Please render the entries below as a JSON list of strings, one string per line, skipping blank lines and leaving out the pictures.
#### DATA SUPPLIED ####
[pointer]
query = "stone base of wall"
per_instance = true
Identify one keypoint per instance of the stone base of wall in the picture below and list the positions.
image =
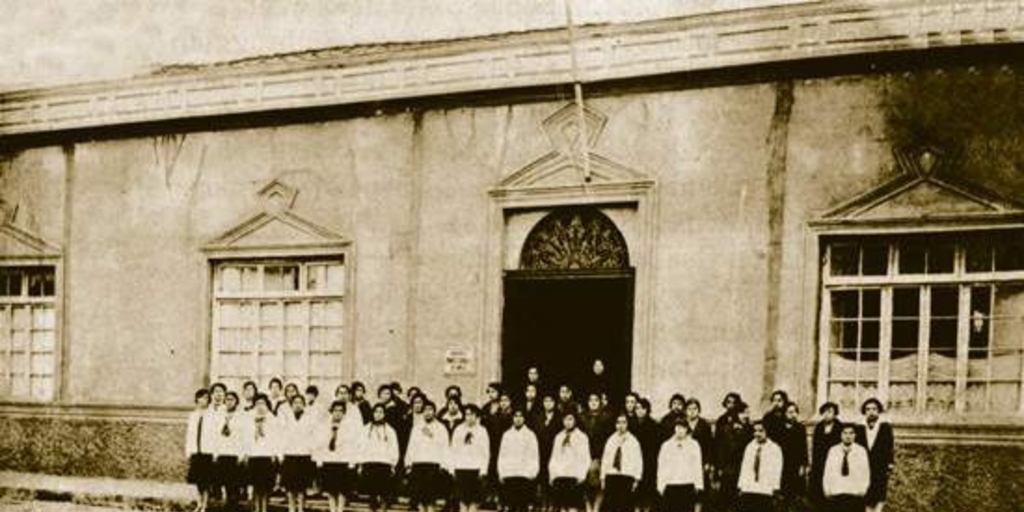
####
TASK RESULT =>
[
  "[pointer]",
  "query = \"stone base of wall\"",
  "per_instance = true",
  "Identify one keypoint per instance of the stone base of wall in the picture below and list the positions.",
  "image ="
]